About this exercise:
Produce as output only the lines below starting at the line with "Spot arched ceiling rib in this frame." and continuing through the line with "Spot carved stone statue in this frame.", each one exactly as written.

[Dataset items]
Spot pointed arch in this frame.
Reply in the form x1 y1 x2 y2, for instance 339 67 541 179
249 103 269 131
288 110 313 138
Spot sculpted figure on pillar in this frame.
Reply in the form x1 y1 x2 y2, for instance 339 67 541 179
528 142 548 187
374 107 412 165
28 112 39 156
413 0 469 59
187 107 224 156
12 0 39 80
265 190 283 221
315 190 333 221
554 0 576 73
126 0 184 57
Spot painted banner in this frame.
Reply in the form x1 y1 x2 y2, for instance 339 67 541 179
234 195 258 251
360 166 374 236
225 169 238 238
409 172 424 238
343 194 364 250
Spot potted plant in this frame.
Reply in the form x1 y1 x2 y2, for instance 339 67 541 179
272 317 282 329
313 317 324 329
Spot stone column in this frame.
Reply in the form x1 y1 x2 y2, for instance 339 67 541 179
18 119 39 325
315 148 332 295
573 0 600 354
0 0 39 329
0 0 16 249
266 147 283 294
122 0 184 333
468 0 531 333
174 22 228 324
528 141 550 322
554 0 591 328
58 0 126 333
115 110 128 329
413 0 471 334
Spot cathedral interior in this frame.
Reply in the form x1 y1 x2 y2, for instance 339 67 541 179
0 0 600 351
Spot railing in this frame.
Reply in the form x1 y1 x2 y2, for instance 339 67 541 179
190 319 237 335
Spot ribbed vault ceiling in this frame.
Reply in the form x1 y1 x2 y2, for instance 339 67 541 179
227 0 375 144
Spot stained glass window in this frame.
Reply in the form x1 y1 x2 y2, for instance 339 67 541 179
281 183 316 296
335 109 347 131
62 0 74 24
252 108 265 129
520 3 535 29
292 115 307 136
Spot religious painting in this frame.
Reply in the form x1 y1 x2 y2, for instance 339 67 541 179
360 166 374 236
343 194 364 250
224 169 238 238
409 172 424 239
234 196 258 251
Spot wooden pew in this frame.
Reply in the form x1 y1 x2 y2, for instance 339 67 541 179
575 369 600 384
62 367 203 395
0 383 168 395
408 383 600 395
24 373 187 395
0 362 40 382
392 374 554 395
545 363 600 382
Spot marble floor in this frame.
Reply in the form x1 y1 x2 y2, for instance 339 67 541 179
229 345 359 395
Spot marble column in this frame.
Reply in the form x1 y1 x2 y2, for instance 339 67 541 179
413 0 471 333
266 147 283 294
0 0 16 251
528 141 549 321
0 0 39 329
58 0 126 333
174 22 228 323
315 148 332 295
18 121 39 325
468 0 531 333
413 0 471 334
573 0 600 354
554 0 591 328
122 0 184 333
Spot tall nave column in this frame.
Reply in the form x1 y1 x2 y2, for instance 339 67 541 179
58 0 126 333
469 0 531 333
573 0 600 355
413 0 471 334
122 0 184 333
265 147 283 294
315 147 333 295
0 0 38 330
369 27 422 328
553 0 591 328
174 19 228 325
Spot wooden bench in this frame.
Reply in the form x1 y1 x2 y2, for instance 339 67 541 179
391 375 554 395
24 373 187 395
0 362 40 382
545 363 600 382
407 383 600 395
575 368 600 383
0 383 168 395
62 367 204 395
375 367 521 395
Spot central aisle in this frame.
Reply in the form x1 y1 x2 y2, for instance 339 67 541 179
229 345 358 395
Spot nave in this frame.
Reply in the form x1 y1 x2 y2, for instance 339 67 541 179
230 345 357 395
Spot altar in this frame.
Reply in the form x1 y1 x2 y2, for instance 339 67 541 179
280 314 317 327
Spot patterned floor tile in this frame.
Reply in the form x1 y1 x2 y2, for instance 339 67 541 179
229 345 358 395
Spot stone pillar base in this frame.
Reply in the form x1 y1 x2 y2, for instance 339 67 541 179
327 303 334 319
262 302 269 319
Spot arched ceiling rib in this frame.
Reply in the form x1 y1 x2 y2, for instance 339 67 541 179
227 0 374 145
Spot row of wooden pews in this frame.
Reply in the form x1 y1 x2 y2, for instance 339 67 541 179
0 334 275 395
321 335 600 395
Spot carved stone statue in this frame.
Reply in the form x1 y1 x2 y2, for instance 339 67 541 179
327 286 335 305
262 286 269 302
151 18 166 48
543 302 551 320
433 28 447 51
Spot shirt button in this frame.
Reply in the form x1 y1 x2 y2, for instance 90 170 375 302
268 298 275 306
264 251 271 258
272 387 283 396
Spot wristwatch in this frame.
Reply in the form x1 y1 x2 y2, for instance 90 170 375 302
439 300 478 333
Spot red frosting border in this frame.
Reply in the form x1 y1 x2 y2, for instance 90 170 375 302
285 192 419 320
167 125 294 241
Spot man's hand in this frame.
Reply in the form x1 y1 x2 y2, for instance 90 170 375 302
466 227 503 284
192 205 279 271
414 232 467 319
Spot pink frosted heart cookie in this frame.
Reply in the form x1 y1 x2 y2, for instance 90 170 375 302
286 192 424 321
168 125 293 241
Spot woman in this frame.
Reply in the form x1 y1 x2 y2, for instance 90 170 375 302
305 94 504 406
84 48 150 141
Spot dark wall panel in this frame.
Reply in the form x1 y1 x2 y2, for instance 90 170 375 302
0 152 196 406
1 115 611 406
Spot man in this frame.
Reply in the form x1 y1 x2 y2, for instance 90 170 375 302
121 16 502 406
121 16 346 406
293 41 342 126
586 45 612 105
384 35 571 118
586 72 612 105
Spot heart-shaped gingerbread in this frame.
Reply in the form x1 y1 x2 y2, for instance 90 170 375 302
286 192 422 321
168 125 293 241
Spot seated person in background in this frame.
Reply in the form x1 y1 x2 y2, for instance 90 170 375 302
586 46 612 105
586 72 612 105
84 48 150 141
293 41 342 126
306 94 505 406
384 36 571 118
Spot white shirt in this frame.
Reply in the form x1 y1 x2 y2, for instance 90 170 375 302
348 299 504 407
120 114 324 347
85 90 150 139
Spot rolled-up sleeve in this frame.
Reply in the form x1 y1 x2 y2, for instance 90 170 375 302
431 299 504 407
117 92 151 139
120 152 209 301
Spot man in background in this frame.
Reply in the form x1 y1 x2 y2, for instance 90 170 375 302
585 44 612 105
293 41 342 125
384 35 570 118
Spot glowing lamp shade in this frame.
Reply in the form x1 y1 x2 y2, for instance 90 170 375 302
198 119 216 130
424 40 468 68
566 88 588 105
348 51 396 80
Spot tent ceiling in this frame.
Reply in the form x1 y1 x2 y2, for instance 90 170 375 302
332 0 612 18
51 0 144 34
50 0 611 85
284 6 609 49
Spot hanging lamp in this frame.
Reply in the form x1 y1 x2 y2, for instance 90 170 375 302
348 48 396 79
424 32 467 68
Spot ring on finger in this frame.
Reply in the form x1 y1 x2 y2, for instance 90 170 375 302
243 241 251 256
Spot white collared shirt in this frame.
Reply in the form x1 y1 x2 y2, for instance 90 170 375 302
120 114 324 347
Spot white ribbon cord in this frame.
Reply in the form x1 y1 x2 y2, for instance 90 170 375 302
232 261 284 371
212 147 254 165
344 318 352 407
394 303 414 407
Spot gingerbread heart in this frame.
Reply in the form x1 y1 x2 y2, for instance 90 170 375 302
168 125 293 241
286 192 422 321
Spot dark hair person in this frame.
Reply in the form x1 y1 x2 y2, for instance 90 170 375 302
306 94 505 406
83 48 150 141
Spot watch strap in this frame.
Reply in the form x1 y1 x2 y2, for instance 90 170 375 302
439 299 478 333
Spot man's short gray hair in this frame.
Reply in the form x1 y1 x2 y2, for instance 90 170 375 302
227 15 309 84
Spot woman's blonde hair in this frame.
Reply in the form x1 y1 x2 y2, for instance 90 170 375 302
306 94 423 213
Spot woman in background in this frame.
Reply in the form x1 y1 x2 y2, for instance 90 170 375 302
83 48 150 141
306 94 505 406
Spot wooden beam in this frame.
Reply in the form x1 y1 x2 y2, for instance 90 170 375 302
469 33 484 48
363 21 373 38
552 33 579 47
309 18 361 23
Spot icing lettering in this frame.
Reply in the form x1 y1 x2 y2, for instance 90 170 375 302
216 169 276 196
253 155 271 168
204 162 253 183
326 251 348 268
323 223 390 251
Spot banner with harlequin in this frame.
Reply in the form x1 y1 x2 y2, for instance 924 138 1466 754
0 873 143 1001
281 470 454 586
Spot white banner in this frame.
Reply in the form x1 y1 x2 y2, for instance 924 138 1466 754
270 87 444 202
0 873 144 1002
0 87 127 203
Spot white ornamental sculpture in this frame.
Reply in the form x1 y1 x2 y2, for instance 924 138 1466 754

Output of the task:
Spot arched ceiling rib in this frame.
Reply in the form x1 y1 x2 y2, for instance 339 67 541 179
227 0 374 145
Spot row of wooden pews in this frame.
Reply in the form x1 y1 x2 y2, for instance 339 67 541 179
0 334 275 395
321 335 600 395
Spot carved stone statue in this frame.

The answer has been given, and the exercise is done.